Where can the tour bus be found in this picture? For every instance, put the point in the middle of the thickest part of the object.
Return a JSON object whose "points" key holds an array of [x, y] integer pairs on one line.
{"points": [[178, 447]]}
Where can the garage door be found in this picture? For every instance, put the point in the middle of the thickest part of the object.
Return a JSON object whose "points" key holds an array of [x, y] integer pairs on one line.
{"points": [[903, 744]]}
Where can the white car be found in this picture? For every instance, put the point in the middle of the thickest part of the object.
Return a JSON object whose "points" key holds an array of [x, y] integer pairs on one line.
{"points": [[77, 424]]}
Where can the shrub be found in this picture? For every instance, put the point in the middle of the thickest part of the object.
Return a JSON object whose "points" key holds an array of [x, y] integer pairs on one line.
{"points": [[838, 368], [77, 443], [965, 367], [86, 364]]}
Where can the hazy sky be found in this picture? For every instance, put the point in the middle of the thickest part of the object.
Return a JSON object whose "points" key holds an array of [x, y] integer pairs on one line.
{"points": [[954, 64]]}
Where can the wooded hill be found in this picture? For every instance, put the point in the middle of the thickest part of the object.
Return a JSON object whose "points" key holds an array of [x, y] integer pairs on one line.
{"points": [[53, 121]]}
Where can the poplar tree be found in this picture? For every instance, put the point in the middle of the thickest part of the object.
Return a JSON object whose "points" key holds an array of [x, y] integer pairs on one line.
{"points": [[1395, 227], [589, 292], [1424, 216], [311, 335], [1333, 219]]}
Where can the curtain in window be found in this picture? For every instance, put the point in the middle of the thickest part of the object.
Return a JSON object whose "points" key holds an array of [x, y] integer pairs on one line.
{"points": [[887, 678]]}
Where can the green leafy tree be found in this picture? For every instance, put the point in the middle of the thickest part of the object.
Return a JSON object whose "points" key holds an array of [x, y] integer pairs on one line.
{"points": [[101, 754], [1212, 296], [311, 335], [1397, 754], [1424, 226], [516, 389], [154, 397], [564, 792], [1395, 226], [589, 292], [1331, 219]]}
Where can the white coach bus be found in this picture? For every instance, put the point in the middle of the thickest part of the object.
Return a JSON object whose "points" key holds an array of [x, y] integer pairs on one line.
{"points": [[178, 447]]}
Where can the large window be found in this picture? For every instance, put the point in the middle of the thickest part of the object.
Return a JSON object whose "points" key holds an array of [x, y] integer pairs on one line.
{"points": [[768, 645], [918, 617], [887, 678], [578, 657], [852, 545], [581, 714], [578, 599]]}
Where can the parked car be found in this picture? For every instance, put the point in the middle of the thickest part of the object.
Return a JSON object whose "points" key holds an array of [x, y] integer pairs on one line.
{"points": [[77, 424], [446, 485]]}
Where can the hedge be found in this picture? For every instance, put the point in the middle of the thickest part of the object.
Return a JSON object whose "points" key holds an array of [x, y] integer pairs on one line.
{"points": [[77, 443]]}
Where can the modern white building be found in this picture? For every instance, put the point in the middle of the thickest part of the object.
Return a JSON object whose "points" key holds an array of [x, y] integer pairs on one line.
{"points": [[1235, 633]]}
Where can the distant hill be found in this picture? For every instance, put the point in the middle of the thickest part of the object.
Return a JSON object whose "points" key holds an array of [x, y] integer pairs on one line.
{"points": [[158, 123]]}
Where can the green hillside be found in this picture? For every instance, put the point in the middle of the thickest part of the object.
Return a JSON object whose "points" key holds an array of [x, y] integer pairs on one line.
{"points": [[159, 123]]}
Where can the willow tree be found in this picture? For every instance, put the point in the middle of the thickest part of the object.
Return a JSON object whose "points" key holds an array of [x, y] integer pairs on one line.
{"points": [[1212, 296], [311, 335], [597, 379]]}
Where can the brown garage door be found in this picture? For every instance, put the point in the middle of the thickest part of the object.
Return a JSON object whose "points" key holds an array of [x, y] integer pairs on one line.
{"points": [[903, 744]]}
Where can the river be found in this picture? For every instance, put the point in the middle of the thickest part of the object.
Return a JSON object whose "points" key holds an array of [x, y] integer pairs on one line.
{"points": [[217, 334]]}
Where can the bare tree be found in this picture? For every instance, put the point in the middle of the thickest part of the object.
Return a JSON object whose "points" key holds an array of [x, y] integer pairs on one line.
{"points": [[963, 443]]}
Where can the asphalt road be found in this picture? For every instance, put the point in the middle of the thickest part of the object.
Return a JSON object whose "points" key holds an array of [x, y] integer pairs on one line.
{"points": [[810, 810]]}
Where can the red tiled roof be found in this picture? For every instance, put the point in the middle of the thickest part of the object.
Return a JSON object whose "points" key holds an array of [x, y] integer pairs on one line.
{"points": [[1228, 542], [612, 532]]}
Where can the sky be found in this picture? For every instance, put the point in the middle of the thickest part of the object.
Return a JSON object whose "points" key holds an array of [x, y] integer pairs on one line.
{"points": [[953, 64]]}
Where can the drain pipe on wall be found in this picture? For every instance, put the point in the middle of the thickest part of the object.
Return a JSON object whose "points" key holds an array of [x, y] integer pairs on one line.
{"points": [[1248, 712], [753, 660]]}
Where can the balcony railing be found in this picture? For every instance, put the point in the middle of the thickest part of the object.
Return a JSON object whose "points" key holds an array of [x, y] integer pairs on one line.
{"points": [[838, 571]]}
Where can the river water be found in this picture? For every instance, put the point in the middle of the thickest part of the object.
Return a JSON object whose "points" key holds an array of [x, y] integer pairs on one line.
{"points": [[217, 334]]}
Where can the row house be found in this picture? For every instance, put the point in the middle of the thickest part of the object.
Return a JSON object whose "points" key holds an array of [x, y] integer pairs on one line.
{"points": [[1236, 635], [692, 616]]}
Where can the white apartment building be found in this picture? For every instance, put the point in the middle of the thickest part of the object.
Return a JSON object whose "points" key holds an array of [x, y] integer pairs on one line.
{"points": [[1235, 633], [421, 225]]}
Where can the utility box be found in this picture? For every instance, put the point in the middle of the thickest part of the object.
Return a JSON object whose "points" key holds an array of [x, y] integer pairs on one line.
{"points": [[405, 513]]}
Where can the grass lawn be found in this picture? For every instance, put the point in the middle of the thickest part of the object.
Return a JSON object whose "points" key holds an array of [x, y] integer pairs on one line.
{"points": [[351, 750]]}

* * * *

Copy out the full material exactly as it appears.

◆ **OUTPUT FOR THIS TASK**
Where can the tour bus be found in this picture? For every instance, put the point in the middle of the thickest part of the object.
Return a JSON object whose "points" key holds an array of [x, y] integer pairs on one line.
{"points": [[178, 447]]}
Where can the garage door be found in this picture? For every instance, put the point in the middle of the thickest part of the object.
Return a JSON object whose "points" key holds an array of [x, y] integer pairs on one line.
{"points": [[903, 744]]}
Where can the white car be found in this picture? For every instance, put the point in the middle of the thickest part of the object.
Return a JSON object whose "points" key holds an array of [x, y] integer pairs on one line.
{"points": [[77, 424]]}
Where can the shrub be found in this picture? For every instance, put the point in the middle of the thickest part of the object.
Return a JSON object whose "points" key holds an array of [x, y] integer pairs on one line.
{"points": [[838, 368], [77, 443], [965, 367], [86, 364]]}
Where can the hazy sky be found in this picture? For every instance, put the point in the middle of the thickest part of the object.
Return a JSON object whose "points" key holds an array of [x, y] integer pairs on one line.
{"points": [[954, 64]]}
Where can the wooded hill be found in this picture? For every instance, put the point in the middle of the thickest part of the object.
Return a JSON object whose "points" key holds an array of [x, y] integer pairs on one line.
{"points": [[53, 121]]}
Where can the poplar tree be found in this picture? For every instance, put the point in the middle of the thickest part of the object.
Return a JSON object whose "points" key holds an array of [x, y] integer pairs on one line.
{"points": [[1395, 227], [589, 292], [1424, 216], [311, 335], [1333, 219]]}
Where can the curtain in window be found in this picture? For every instance, put the point in the middle of the thickest part of the object.
Return a JSON object whose "points" key holds an array of [x, y] integer pairs on one line.
{"points": [[887, 678]]}
Where can the green leafy tree be found in this picture? For every instance, put the point in the middle of the thickest part of the object.
Return a JSON object whose "points" key holds an array of [x, y] integer pairs on one line.
{"points": [[101, 754], [1212, 296], [311, 335], [1397, 754], [1424, 226], [516, 389], [154, 397], [564, 792], [1395, 226], [589, 292], [1331, 219]]}
Where can the white coach bus be found in this picture? For every instance, put the point in the middle of the thickest part of the object.
Return a JSON object whose "points" key holds an array of [x, y] integer pairs on one line.
{"points": [[178, 447]]}
Where can the large window be found in this picture? For every instance, put the point in the middle of the thickest part of the object.
Return a JSON object whose "points" key holds an array of [x, y] integer pairs on one line.
{"points": [[768, 645], [918, 617], [887, 678], [578, 657], [852, 545], [581, 714], [578, 599]]}
Where can the parked car be found in this picture? For every instance, put the point in the middle of the thickest part of the object.
Return a JSON object whose "points" key holds an array of [x, y] integer pairs on one line.
{"points": [[77, 424], [446, 485]]}
Where can the hedge be found in this picture? For every instance, put the point in the middle of the thickest part of the object.
Return a JSON object whose "points" key holds an array of [x, y] integer pairs on one line.
{"points": [[77, 443]]}
Where can the modern white building be found in this picture? For every instance, put the point in the middle of the thickest part of the object.
Return a JSON object whose "points" key holds an array of [x, y] integer pairs on one line.
{"points": [[1235, 633]]}
Where can the distant hill be found in this picture? For every instance, put the point in the middle of the thickest part of the object.
Return a JSON object whose "points" key holds an array of [x, y] integer pairs on one line.
{"points": [[158, 123]]}
Where can the green hillside be found in this picture? For every instance, put the point in the middle of the thickest part of the object.
Return a JSON object whose "points" key holds an array of [x, y] integer pairs on one line.
{"points": [[159, 123]]}
Where can the willow tree be found in this picture? For every instance, put the point in the middle of the thickest part of the object.
Return a JSON object whose "points" key holds an array of [x, y] integer pairs on one line.
{"points": [[1212, 296], [311, 335], [597, 379]]}
Where can the brown garage door be found in this picture? For every instance, put the point in the middle of the thickest part of the object.
Return a JSON object whose "points" key holds an array of [x, y] integer pairs on one line.
{"points": [[903, 744]]}
Where can the river be found in this picture? For every instance, put the point in the middle of the thickest part of the object.
Return a JSON object whose "points" key holds an array of [x, y] integer pairs on one line.
{"points": [[217, 334]]}
Where can the bare tree be found in this picture? For every instance, put the point in the middle of the thickest part of the object.
Return a JSON object whose "points" key holds an array of [x, y] integer pairs on one line.
{"points": [[963, 443]]}
Where can the asphalt road be found in this picture? For every instance, put the point in the middle of the thickest part of the object.
Return a JSON object whose "points" key holds an array of [x, y] integer pairs on one line.
{"points": [[810, 810]]}
Where can the red tiled roof be found in this picture? For every instance, put the point in the middle of the thickest part of the object.
Return a JSON object whose "points" key holds an array of [x, y] integer pairs on one line.
{"points": [[1228, 542], [612, 532]]}
Where can the sky be found in this picture? For every instance, put the point in the middle of the thickest part of the object.
Return a JSON object whose "points" key holds an array of [x, y] integer pairs on one line.
{"points": [[953, 64]]}
Where can the drain pipe on wall be found in this picture? For every instance, put the point in the middle of the thickest part of the object.
Return a JSON object whose "points" key holds an array of [x, y] integer pairs on one line.
{"points": [[1248, 712], [753, 660]]}
Where can the balcony railing be found in this picture? For every instance, put the point in the middle of the thickest part of the object.
Return a JSON object whose "points" key holds an array of [x, y] integer pairs on one line.
{"points": [[838, 571]]}
Where can the river water be found in this picture? For every instance, put the point in the middle of the thickest part of the object.
Return a JSON object whose "points" key holds an array of [x, y] integer pairs on one line.
{"points": [[217, 334]]}
Where can the row house be found in this picture? For every instance, put the point in the middle of the thickest part of the object.
Return a JSON object whose "points" key holds an array of [x, y] integer pairs on one line.
{"points": [[1236, 635], [692, 616]]}
Where can the white apartment building be found in this picture? For every instance, put the point in the middle of the thickest part of the object.
Return a JSON object whose "points" key holds an array of [x, y] integer pairs on one line.
{"points": [[1235, 633], [421, 225]]}
Where can the utility box be found in this picture? For every instance, put the point in the middle of the thickest part of the object.
Return a JSON object whose "points" key holds an array of [x, y] integer pairs on one line.
{"points": [[405, 513]]}
Where can the grass lawn be found in this picture? For every instance, put the point in the middle of the thickest part of the object.
Return a JSON object whose "points" key holds an array of [x, y] integer pairs on one line.
{"points": [[351, 750]]}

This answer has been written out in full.